# DOCUMENT SECTION
==========
In the July 15, 2005 Cell, a team led by Dennis Kasper, the William Ellery Channing Professor of Medicine at Brigham and Women’s Hospital and professor of microbiology and molecular genetics at Harvard Medical School (HMS), and Sarkis Mazmanian, HMS instructor in microbiology and molecular genetics, both at the Channing laboratory, reports that Bacteriodes fragilis aids immune system development.
Mammals contain approximately a thousand species, and one trillion cells, of bacteria to every gram of intestinal contents. The team studied germ-free mice and found that these mice have fewer CD4+ T cells in their immune system. When B. fragilis colonized the mice, their CD4+ T cell levels were restored.
Another team in Kasper’s lab previously announced that T cells could recognize certain bacterial carbohydrates as antigens. Kasper and Mazmanian found that if the mice were colonized with a strain of B. fragilis that lacked the carbohydrate polysaccharide A (PSA), the bacteria could no longer restore T cell levels in the mice.
==========
# SOURCE INFORMATION
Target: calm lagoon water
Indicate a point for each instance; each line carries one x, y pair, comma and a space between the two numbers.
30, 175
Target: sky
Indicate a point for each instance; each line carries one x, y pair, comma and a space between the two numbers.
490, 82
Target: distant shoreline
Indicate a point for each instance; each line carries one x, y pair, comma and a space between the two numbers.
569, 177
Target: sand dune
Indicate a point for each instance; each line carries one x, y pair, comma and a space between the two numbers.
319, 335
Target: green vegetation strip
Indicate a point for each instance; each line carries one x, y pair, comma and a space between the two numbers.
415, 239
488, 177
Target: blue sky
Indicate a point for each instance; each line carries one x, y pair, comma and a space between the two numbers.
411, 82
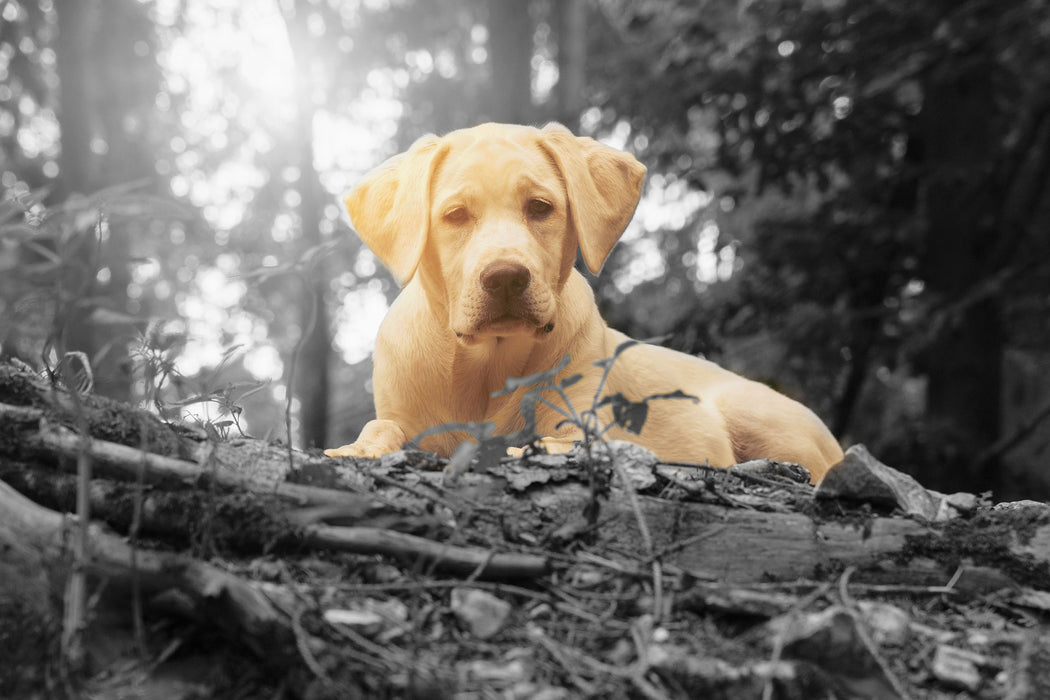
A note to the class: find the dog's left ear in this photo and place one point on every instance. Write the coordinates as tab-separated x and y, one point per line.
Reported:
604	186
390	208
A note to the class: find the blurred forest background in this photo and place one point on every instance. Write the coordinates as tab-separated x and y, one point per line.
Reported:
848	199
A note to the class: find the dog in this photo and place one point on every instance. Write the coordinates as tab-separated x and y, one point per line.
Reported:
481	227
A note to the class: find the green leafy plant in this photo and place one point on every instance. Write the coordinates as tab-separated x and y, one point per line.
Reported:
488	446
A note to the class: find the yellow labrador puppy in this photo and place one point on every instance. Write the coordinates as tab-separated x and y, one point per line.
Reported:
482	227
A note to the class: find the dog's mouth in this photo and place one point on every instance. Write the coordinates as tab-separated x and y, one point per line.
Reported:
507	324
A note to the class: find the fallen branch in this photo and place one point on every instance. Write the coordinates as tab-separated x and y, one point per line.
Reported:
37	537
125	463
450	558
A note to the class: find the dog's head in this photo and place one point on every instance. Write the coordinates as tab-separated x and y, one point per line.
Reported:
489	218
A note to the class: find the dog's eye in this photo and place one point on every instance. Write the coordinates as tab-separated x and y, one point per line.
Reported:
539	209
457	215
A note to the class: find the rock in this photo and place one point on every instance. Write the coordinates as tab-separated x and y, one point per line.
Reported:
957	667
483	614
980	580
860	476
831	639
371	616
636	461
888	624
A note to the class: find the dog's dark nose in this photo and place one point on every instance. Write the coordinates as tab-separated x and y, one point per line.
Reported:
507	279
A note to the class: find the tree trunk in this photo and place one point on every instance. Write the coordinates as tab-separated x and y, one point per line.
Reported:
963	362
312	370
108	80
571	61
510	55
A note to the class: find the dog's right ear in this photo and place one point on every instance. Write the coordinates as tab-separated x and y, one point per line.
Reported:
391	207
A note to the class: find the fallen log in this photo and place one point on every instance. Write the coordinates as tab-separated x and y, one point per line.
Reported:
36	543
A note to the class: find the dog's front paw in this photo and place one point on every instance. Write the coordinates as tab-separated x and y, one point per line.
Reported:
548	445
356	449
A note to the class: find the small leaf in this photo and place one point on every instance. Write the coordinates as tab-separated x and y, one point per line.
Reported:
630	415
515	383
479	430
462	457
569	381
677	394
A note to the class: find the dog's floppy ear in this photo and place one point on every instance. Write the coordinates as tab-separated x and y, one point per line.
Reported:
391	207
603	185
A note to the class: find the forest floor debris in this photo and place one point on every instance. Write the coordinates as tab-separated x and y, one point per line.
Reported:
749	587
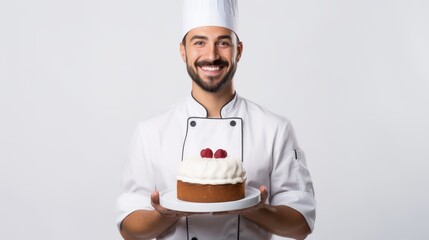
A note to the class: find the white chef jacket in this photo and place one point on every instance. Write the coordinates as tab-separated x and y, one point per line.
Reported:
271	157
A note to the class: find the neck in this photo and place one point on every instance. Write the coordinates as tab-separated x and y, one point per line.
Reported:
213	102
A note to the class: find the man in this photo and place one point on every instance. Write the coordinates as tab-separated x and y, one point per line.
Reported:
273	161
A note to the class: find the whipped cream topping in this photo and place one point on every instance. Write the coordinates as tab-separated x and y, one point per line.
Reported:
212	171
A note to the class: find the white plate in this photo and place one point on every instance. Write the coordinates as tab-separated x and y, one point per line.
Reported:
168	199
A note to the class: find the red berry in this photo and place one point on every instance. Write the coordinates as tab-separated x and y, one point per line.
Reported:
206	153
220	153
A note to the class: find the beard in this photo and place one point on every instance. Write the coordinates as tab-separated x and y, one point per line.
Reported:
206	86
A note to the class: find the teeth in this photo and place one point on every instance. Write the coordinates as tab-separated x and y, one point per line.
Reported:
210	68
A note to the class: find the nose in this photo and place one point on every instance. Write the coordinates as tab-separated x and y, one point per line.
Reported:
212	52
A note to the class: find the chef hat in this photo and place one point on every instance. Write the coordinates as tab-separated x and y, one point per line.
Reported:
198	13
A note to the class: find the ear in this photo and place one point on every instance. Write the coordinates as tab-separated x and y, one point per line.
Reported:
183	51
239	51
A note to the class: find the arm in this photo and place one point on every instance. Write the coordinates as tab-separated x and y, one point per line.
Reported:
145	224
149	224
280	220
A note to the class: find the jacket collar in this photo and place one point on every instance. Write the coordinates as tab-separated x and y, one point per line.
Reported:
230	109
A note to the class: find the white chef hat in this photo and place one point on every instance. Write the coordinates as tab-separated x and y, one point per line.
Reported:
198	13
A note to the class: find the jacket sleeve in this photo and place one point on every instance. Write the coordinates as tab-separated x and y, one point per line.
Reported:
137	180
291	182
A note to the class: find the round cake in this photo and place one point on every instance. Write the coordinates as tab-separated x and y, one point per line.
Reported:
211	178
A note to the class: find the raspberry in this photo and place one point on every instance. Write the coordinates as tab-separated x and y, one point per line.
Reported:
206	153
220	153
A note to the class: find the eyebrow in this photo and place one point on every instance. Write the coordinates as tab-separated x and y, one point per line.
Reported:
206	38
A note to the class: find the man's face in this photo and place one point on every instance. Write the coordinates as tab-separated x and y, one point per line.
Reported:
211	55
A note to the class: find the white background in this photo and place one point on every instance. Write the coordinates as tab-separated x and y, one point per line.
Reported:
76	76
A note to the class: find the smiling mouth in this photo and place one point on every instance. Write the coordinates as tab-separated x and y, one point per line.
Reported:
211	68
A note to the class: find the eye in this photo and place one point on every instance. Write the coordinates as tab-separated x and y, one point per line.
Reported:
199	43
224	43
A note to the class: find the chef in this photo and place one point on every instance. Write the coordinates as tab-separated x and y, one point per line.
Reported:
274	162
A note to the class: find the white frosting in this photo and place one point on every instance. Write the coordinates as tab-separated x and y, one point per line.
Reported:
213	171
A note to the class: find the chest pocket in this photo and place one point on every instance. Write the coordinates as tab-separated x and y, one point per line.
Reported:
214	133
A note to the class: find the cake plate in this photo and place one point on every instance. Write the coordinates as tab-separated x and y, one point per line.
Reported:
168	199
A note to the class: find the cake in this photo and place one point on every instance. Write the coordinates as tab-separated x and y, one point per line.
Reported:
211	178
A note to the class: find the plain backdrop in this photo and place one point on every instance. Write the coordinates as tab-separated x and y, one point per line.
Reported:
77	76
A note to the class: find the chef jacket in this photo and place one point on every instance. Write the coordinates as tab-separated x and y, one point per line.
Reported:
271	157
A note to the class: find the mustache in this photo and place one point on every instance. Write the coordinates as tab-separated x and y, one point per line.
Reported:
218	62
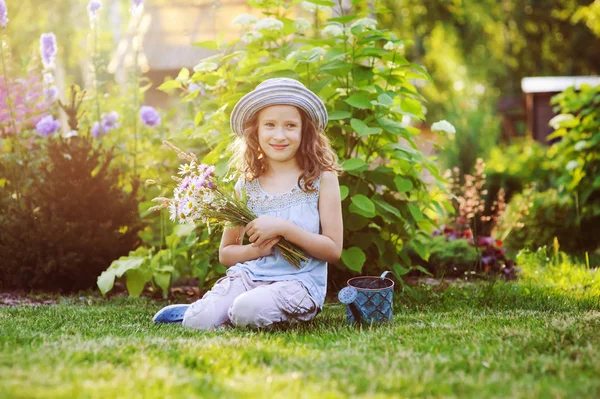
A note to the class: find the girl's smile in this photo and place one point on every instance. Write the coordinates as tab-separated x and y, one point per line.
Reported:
==========
# QUESTIONS
**A)** Do these statements agree with the passage on B. fragilis? (i) Germ-free mice had fewer CD4+ T cells in their immune system. (ii) The findings were reported in the journal Nature. (iii) A strain of B. fragilis lacking polysaccharide A still restored T cell levels in the mice. Answer yes or no for each, quoting the words of the passage that decide it.
**B)** Could you extend the passage on B. fragilis with a paragraph that picks up after its final sentence?
The items aren't needed here.

# ANSWERS
**A)**
(i) Yes: "found that these mice have fewer CD4+ T cells in their immune system."
(ii) No: "In the July 15, 2005 Cell."
(iii) No: "the bacteria could no longer restore T cell levels in the mice."

**B)**
The team found that PSA induces the Th1 subset of T cells. The immune system relies on a balance between these cell-mediated responses and antibody-mediated, or Th2, responses. Kasper said that mice and humans raised in sterile environments have immune systems skewed toward Th2 responses. If bacterial factors like PSA are necessary for development of the Th1 arm of the immune system, it would reinforce that bacteria is essential for immune function.